● TASK BRIEF
From the line with "mark: the rocky" to the final line of the records, reproduce every line exactly and only those lines.

● DATASET EXTRACT
## begin

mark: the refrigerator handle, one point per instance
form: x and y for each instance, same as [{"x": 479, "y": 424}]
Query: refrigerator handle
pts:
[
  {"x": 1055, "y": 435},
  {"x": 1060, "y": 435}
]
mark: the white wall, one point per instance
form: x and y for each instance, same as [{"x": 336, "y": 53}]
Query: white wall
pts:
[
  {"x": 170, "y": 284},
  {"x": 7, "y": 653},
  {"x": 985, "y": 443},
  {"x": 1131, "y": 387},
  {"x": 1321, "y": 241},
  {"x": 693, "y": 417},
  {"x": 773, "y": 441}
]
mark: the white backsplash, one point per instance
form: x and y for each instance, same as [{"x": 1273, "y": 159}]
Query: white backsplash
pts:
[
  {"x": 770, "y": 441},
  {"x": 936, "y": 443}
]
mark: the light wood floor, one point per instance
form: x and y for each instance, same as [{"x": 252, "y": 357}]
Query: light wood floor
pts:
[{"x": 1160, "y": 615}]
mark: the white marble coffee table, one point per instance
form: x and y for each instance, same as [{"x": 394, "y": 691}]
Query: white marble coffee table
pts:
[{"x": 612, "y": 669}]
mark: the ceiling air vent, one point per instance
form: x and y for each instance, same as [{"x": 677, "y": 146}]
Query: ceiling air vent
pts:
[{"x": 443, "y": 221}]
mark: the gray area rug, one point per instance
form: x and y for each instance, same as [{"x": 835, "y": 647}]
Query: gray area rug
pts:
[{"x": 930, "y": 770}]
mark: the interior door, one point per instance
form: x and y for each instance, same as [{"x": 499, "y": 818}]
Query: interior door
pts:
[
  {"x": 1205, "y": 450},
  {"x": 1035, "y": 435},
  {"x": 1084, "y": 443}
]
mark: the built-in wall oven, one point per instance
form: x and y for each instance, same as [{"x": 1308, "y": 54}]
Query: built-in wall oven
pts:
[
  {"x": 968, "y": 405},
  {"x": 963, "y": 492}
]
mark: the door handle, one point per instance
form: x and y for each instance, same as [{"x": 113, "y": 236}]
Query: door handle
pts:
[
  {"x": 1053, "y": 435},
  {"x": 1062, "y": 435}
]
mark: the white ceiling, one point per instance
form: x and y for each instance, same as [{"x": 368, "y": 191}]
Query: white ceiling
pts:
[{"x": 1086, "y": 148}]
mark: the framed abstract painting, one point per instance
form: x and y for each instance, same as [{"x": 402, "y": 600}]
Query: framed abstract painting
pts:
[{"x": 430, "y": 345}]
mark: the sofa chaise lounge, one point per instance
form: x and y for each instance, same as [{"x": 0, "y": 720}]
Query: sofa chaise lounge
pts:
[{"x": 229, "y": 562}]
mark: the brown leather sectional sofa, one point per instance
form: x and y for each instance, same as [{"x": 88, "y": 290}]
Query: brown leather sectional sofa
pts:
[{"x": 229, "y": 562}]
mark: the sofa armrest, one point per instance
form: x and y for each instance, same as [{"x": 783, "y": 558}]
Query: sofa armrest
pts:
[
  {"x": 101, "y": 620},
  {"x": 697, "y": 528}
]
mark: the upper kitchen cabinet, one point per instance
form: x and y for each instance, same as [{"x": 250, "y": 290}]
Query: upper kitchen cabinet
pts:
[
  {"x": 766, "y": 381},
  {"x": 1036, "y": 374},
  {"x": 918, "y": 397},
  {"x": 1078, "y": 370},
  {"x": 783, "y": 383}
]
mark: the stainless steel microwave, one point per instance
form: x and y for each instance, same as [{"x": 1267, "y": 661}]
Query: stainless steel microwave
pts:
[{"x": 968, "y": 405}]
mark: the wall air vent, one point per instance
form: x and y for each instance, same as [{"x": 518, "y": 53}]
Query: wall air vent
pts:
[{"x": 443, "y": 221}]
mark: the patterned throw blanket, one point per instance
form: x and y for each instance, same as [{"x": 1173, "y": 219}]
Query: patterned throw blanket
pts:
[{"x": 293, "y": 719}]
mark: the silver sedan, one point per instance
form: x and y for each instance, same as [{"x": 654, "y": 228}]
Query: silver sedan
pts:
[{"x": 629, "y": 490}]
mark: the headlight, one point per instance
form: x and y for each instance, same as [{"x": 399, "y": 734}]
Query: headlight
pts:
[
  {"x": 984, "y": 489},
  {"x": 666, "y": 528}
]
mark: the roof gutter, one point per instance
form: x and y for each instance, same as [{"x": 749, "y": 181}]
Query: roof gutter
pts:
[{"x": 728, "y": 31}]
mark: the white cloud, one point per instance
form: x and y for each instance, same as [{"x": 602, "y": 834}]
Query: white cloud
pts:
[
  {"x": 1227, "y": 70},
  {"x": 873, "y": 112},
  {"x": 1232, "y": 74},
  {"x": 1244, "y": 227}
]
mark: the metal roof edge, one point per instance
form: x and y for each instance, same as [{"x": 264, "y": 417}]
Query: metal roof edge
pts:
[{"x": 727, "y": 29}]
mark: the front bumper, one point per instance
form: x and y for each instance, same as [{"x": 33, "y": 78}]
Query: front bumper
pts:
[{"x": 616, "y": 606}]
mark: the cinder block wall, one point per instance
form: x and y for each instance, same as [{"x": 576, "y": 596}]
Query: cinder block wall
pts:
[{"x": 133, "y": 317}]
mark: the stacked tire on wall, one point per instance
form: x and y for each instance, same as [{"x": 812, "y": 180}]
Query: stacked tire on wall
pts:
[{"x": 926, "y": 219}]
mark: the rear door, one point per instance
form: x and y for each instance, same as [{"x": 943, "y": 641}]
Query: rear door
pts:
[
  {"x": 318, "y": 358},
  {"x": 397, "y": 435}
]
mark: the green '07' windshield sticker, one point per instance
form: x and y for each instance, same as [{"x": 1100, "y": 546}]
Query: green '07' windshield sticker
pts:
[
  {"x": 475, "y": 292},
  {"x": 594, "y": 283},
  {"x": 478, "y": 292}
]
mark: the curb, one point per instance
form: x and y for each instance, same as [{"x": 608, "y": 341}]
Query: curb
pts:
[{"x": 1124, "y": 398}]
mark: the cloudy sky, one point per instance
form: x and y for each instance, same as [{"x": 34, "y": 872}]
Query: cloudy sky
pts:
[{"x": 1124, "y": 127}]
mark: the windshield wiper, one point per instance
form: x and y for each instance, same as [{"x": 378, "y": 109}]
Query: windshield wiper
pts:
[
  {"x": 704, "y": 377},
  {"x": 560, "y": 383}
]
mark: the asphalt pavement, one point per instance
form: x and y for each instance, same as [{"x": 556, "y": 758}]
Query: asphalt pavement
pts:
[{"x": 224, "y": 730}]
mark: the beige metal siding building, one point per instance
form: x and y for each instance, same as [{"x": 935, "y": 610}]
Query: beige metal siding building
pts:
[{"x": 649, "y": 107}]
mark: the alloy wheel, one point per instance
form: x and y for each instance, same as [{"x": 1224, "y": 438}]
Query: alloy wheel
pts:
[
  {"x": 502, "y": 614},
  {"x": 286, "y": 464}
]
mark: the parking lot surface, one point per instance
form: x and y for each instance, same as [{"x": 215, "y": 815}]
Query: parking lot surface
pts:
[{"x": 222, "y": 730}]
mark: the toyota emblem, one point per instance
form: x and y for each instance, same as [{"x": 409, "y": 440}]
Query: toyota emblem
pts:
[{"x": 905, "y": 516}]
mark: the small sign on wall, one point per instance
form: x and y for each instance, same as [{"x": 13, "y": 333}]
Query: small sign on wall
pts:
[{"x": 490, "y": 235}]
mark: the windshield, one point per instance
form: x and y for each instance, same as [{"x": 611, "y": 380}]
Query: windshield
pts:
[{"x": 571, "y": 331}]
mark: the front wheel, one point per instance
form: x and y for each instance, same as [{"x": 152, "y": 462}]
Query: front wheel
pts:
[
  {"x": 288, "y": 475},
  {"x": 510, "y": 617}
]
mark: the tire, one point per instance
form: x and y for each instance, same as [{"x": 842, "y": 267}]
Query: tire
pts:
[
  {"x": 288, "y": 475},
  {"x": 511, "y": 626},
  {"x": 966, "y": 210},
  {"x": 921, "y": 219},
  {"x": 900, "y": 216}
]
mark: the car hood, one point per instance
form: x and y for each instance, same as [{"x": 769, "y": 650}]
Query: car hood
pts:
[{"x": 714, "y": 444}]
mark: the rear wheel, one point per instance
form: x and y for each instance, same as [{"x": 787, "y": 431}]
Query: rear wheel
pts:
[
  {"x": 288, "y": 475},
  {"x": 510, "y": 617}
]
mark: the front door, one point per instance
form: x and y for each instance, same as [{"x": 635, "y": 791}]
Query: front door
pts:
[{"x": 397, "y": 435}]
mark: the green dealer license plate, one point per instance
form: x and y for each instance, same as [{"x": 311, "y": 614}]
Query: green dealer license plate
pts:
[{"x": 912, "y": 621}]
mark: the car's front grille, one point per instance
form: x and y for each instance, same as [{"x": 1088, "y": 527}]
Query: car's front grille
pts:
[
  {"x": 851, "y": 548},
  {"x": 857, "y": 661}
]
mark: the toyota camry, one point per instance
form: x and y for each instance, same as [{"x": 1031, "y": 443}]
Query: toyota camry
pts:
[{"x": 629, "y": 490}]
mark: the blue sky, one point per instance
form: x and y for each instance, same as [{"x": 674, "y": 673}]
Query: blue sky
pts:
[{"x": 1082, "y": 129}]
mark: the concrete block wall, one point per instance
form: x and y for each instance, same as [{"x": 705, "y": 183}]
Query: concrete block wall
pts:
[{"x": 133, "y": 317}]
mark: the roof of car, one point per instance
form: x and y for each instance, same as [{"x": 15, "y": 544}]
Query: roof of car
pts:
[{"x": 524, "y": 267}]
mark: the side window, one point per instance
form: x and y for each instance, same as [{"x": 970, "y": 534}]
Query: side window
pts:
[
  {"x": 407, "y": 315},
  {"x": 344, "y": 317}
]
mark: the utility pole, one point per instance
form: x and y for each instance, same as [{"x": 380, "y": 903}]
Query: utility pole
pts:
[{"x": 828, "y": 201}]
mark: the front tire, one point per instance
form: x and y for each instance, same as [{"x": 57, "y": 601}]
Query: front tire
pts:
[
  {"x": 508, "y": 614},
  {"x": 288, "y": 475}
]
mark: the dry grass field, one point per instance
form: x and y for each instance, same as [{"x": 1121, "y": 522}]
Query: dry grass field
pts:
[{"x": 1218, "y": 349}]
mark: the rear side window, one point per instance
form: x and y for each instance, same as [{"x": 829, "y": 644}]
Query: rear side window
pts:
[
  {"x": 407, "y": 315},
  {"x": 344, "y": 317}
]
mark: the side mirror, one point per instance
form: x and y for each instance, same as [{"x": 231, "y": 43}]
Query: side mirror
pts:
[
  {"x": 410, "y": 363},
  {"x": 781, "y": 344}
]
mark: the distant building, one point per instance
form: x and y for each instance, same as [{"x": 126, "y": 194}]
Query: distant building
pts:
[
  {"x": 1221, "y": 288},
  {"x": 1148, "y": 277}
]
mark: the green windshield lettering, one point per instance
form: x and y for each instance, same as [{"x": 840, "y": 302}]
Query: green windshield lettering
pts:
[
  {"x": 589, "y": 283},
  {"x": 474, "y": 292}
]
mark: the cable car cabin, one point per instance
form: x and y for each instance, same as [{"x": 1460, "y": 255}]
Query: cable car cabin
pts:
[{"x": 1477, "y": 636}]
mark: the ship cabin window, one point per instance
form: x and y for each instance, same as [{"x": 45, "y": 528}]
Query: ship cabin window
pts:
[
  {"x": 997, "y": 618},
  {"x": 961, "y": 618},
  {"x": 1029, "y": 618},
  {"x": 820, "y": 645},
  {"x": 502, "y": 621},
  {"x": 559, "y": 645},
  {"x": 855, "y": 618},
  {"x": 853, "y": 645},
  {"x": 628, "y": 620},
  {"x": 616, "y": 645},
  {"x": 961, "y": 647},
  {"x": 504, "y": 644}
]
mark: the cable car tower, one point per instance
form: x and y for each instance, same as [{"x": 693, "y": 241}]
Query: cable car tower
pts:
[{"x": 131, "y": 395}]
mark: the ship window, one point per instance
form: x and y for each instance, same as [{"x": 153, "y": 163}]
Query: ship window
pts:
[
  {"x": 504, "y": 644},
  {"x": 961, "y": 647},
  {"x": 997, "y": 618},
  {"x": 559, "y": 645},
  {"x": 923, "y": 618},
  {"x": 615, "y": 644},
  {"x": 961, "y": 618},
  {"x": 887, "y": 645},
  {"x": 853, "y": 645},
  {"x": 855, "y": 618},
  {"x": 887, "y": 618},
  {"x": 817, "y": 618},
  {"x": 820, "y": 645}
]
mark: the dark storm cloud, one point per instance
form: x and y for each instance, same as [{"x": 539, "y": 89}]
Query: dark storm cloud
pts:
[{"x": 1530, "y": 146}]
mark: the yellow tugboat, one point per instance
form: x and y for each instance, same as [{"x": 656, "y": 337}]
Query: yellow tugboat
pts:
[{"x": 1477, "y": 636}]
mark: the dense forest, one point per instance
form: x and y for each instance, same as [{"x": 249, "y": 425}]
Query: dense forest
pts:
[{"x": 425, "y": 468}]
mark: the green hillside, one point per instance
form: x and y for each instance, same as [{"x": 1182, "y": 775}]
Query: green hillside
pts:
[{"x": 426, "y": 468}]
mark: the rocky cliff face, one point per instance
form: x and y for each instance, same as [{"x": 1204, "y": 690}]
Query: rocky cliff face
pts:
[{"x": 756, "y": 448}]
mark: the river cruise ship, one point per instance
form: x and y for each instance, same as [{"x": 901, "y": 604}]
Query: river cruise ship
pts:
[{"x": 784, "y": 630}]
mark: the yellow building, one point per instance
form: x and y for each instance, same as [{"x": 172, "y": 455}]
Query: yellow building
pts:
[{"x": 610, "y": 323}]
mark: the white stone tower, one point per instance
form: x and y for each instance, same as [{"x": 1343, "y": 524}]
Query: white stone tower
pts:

## end

● SOLUTION FOR THIS PROBLEM
mark: the rocky cliff face, one point per instance
form: x and y for each instance, same as [{"x": 1204, "y": 690}]
Query: rocky cliff face
pts:
[{"x": 756, "y": 448}]
mark: the river cruise ship, one point per instance
form: x and y for each instance, same as [{"x": 901, "y": 604}]
Query: river cruise ship
pts:
[{"x": 784, "y": 630}]
mark: the yellow building, one point per instance
form: x and y for each instance, same as [{"x": 172, "y": 455}]
Query: yellow building
pts:
[{"x": 610, "y": 323}]
mark: the white stone tower, one point per instance
form: x and y for each instance, same as [{"x": 1343, "y": 524}]
Query: white stone tower
pts:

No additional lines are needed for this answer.